→ **Alıştırma yönergesi**
Aşağıdaki okuma parçasında "Zira muvazene, devletin" ifadesinden "bir özetten bahsetmektedir." ifadesine kadar olan kısmı kelimesi kelimesine yazın.

→ **Okuma parçası**
-----

Cuma, 18 Safer 1446 | 2024/08/23
Saat: (Medine Saati İle)
Menu
ana menü
ana menü

Soru-Cevap

بسم الله الرحمن الرحيم

Soru: İslam'da İktisat Nizamı Kitabının 260. sayfasında devletin bütçesi konusunda (bütçe) kelimesi geçmektedir. Yine Anayasa Mukaddimesi Kitabının 2. cüzünün 170. sayfasında (bütçe ve muvazene) kelimeleri geçmektedir. Ayrıca Hilafet Devletinde Maliye Kitabının 33. sayfasında Beyt-ul Mâl'in Divanları konusunda (genel muvazene) kelimesi geçmektedir.

Hesapların kontrolü mesleğinde çalışan bir kişi olmamdan ve bu ıstılahların kullanılması uzmanlığımın bir parçası olmasından dolayı bana göre, bu iki ıstılahın kullanımının farklı olmasına rağmen tek bir şeymiş gibi iç içe geçmesi uygun değildir. Bundan dolayı bu iki ıstılahın kullanım keyfiyetinin tekrar gözden geçirilmesini rica ediyorum.

Zira muvazene, devletin gelirlerine ve harcamalarına dair gelecekteki planı ve gelirlerinin yeterliliği ile harcama yapacağı yerler bakımından bunlara yönelik beklentileridir.

Bütçe ise geçen bir sene veya geçen belirli malî dönem içerisindeki gelirler, giderler ve ödenekler gibi devletin malî işlemlerini açıklayan malî rapordur. Yani diğer bir ifadeyle geçen dönem içerisinde meydana gelen malî hareketlerin özetidir.

Dolayısıyla birincisi gelecekteki bir planlamadan bahsederken ikincisi, tarihsel bir özetten bahsetmektedir.

İktisat Nizamı Kitabında bütçe kelimesi geçmekte ve muvazeneden bahsedilmekte, Anayasa Mukaddimesi Kitabında, muvazene konusu açıklanmasına rağmen muvazene ve bütçeden aynı manada bahsedilmekte ve Maliye Kitabında, muvazeneye muvazene sıfatıyla işaret edilmektedir.

Ayrıca İktisat Nizamı Kitabının 261. sayfasında -bütçe lafzıyla zikredilen- muvazene konusu açıklanırken görünürde Anayasa Mukaddimesi Kitabının 171. sayfasında ortaya çıkan sonucun aksi bir sonuç ortaya çıkmaktadır.

Zira İktisat Nizamı Kitabının 262. sayfasında şöyle geçmektedir: "Bu açıklamalardan da anlaşılıyor ki demokratik devletlerde olduğu gibi İslam'da yıllık bütçe hazırlanmasına gerek yoktur. Ne bütçenin geneli ne bölümleri ne de bölümlerin detayları ve miktarları için senelik bütçe hazırlanmasına gerek vardır. Nitekim bütçenin gelir ve giderlerine dair genel bölümlerini şeriat belirlemiş, onun bölümlerini, detaylarını ve gereken meblağları belirleme işlerini de Halifeye bırakmıştır."

-----

→ **Gösterilen veriler**
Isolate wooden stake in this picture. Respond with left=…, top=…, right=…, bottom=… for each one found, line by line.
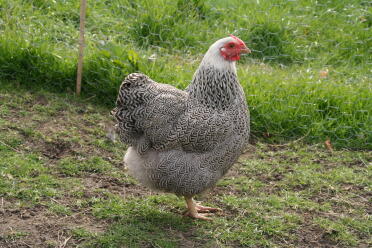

-----

→ **Beklenen cevap**
Zira muvazene, devletin gelirlerine ve harcamalarına dair gelecekteki planı ve gelirlerinin yeterliliği ile harcama yapacağı yerler bakımından bunlara yönelik beklentileridir.

Bütçe ise geçen bir sene veya geçen belirli malî dönem içerisindeki gelirler, giderler ve ödenekler gibi devletin malî işlemlerini açıklayan malî rapordur. Yani diğer bir ifadeyle geçen dönem içerisinde meydana gelen malî hareketlerin özetidir.

Dolayısıyla birincisi gelecekteki bir planlamadan bahsederken ikincisi, tarihsel bir özetten bahsetmektedir.